# START OF SUPPLIED RECORDS

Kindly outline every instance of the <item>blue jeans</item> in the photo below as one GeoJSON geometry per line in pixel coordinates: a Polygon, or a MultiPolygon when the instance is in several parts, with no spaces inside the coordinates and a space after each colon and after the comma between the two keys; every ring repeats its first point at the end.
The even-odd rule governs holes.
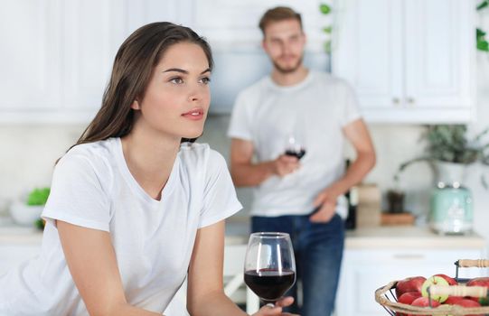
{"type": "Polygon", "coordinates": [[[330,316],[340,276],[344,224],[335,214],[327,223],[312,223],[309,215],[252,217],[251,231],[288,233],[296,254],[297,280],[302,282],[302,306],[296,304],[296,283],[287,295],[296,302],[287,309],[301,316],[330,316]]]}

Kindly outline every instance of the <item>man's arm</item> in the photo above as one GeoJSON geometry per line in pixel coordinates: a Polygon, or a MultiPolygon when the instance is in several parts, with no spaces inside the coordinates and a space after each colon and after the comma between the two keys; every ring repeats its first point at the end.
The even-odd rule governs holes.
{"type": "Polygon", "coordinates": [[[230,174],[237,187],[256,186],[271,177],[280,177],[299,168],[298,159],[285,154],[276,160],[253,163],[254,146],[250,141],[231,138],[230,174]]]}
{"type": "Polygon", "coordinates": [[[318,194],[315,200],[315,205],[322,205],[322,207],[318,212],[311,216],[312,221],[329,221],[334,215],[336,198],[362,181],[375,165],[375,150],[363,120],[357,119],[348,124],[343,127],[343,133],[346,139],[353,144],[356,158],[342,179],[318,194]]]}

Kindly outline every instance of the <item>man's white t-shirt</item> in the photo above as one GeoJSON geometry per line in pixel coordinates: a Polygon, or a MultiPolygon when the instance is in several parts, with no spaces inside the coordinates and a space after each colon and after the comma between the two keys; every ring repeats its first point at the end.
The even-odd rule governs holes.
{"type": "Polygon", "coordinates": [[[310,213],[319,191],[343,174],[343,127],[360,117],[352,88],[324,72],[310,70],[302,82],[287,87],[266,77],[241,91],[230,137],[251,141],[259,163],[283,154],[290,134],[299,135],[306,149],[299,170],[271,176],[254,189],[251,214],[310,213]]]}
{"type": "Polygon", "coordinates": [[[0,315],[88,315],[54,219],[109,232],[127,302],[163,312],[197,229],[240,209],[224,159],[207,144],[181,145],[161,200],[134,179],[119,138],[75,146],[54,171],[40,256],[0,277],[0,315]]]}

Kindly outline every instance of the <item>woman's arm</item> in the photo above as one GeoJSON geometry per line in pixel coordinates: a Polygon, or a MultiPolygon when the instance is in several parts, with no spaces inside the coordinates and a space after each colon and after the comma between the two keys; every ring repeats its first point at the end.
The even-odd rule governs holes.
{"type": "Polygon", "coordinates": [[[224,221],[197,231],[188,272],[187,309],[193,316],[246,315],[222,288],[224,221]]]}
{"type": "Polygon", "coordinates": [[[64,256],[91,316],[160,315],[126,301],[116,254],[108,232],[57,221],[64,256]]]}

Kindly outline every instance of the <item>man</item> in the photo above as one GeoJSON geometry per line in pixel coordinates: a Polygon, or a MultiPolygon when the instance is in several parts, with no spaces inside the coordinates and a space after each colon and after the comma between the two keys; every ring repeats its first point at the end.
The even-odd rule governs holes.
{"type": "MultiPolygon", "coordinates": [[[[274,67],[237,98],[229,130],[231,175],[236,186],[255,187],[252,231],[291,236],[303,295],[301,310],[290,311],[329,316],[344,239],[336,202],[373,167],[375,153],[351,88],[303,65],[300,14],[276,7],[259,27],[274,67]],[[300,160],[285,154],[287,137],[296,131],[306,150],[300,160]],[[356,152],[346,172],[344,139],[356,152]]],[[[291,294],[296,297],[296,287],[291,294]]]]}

# END OF SUPPLIED RECORDS

*GOAL*. Reproduce the material without any change, starting at the line that contains "Kindly outline every instance of the <item>woman's" and continuing to the end of the material, both included.

*TASK OUTPUT*.
Kindly outline every instance of the <item>woman's arm</item> in the photo above as one GeoJSON geometry per line in pixel coordinates: a Polygon, or a MultiPolygon when the instance is in several parts, with no spaces inside the coordinates and a space after each colon and after the comma between the two keys; every ring repeats its first point at the end.
The even-odd rule governs holes.
{"type": "Polygon", "coordinates": [[[224,221],[197,231],[188,272],[187,309],[193,316],[246,315],[222,288],[224,221]]]}
{"type": "Polygon", "coordinates": [[[64,256],[91,316],[160,315],[126,301],[116,254],[108,232],[57,221],[64,256]]]}

Kindly outline every instance of the <item>man</item> in the photo above as one GeoJSON geometry per line in pixel coordinates: a Polygon, or a MultiPolygon when the instance is in several parts, with no spaces inside the coordinates and a space after each colon and after the comma between the two keys; every ring repeats its first point at the end.
The even-odd rule governs holes.
{"type": "MultiPolygon", "coordinates": [[[[274,67],[237,98],[229,130],[231,175],[236,186],[255,187],[252,231],[291,236],[303,295],[301,310],[290,311],[329,316],[344,239],[336,202],[373,167],[375,153],[351,88],[303,65],[300,14],[276,7],[259,27],[274,67]],[[300,160],[285,154],[287,137],[296,131],[306,150],[300,160]],[[356,152],[346,172],[344,139],[356,152]]],[[[291,294],[296,297],[296,287],[291,294]]]]}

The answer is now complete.